(Stored entries)
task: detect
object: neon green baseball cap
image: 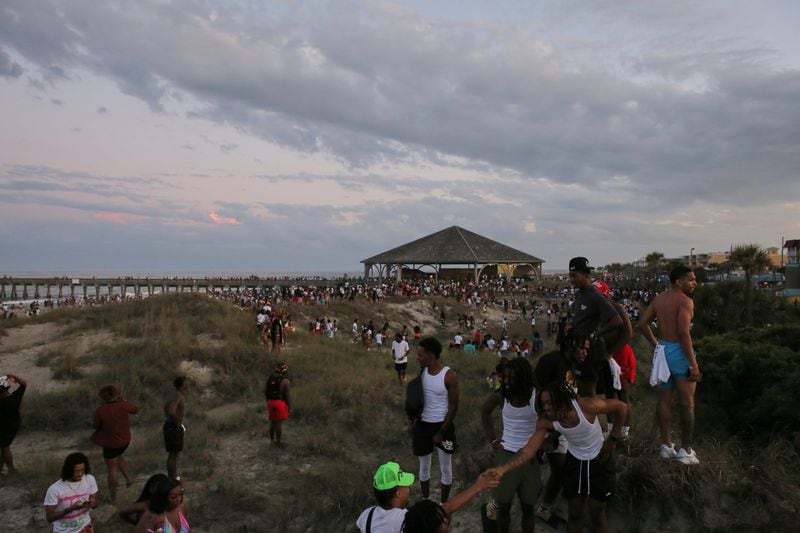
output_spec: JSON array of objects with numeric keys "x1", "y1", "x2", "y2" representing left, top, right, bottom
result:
[{"x1": 372, "y1": 461, "x2": 414, "y2": 490}]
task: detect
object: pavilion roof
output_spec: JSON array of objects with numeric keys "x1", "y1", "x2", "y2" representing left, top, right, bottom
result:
[{"x1": 361, "y1": 226, "x2": 544, "y2": 264}]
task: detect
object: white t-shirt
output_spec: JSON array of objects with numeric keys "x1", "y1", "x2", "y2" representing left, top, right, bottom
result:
[
  {"x1": 44, "y1": 474, "x2": 97, "y2": 533},
  {"x1": 392, "y1": 341, "x2": 409, "y2": 364},
  {"x1": 356, "y1": 507, "x2": 406, "y2": 533}
]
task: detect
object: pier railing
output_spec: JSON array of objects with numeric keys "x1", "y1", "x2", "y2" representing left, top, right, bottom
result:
[{"x1": 0, "y1": 276, "x2": 343, "y2": 300}]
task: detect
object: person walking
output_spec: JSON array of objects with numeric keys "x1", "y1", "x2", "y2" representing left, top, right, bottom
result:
[
  {"x1": 89, "y1": 385, "x2": 139, "y2": 504},
  {"x1": 0, "y1": 374, "x2": 28, "y2": 474},
  {"x1": 264, "y1": 361, "x2": 292, "y2": 446},
  {"x1": 411, "y1": 337, "x2": 458, "y2": 503},
  {"x1": 488, "y1": 382, "x2": 628, "y2": 533},
  {"x1": 392, "y1": 333, "x2": 410, "y2": 385},
  {"x1": 162, "y1": 376, "x2": 189, "y2": 479},
  {"x1": 44, "y1": 452, "x2": 97, "y2": 533},
  {"x1": 481, "y1": 357, "x2": 542, "y2": 533}
]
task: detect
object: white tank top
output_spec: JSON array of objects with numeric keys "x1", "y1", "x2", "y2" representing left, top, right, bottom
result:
[
  {"x1": 422, "y1": 366, "x2": 450, "y2": 422},
  {"x1": 553, "y1": 400, "x2": 603, "y2": 461},
  {"x1": 503, "y1": 389, "x2": 536, "y2": 453}
]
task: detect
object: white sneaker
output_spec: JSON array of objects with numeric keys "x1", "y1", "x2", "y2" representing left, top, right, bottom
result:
[
  {"x1": 676, "y1": 448, "x2": 700, "y2": 465},
  {"x1": 658, "y1": 444, "x2": 678, "y2": 459}
]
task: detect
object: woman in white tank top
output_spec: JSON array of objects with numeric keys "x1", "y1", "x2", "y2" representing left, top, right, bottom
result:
[
  {"x1": 481, "y1": 357, "x2": 541, "y2": 532},
  {"x1": 490, "y1": 383, "x2": 628, "y2": 531}
]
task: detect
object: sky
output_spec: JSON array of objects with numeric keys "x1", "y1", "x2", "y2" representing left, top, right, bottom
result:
[{"x1": 0, "y1": 0, "x2": 800, "y2": 274}]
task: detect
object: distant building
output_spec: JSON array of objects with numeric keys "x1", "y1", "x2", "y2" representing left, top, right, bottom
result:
[
  {"x1": 361, "y1": 226, "x2": 544, "y2": 281},
  {"x1": 783, "y1": 239, "x2": 800, "y2": 265}
]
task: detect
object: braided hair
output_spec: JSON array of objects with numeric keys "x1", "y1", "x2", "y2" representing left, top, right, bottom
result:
[
  {"x1": 500, "y1": 357, "x2": 534, "y2": 400},
  {"x1": 536, "y1": 381, "x2": 578, "y2": 419},
  {"x1": 401, "y1": 500, "x2": 449, "y2": 533}
]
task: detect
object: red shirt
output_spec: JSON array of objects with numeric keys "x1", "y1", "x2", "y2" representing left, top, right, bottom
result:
[{"x1": 89, "y1": 400, "x2": 139, "y2": 448}]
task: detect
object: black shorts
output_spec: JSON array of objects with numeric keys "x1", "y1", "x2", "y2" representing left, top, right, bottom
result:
[
  {"x1": 411, "y1": 420, "x2": 457, "y2": 457},
  {"x1": 0, "y1": 425, "x2": 19, "y2": 448},
  {"x1": 564, "y1": 451, "x2": 615, "y2": 502},
  {"x1": 103, "y1": 442, "x2": 131, "y2": 459},
  {"x1": 572, "y1": 343, "x2": 608, "y2": 383},
  {"x1": 595, "y1": 361, "x2": 617, "y2": 398},
  {"x1": 163, "y1": 422, "x2": 183, "y2": 453}
]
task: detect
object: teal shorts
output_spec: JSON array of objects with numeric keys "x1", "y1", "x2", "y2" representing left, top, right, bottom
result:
[
  {"x1": 658, "y1": 341, "x2": 690, "y2": 389},
  {"x1": 492, "y1": 450, "x2": 542, "y2": 505}
]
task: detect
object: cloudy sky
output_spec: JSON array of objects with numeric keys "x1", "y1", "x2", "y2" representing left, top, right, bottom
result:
[{"x1": 0, "y1": 0, "x2": 800, "y2": 273}]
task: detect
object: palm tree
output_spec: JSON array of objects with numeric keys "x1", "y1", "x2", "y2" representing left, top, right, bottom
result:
[{"x1": 730, "y1": 244, "x2": 770, "y2": 326}]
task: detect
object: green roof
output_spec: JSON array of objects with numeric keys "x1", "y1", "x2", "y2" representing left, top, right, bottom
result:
[{"x1": 361, "y1": 226, "x2": 544, "y2": 265}]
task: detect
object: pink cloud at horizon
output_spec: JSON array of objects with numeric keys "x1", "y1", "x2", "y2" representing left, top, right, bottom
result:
[
  {"x1": 208, "y1": 211, "x2": 241, "y2": 224},
  {"x1": 92, "y1": 211, "x2": 150, "y2": 224}
]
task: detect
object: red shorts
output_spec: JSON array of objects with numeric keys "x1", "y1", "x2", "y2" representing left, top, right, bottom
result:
[
  {"x1": 267, "y1": 400, "x2": 289, "y2": 422},
  {"x1": 612, "y1": 344, "x2": 636, "y2": 383}
]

→ Problem to work on
Which lines of the records contain the string "roof"? Pick out each of them in full, treating case as significant.

→ Result below
object: pavilion roof
object: green roof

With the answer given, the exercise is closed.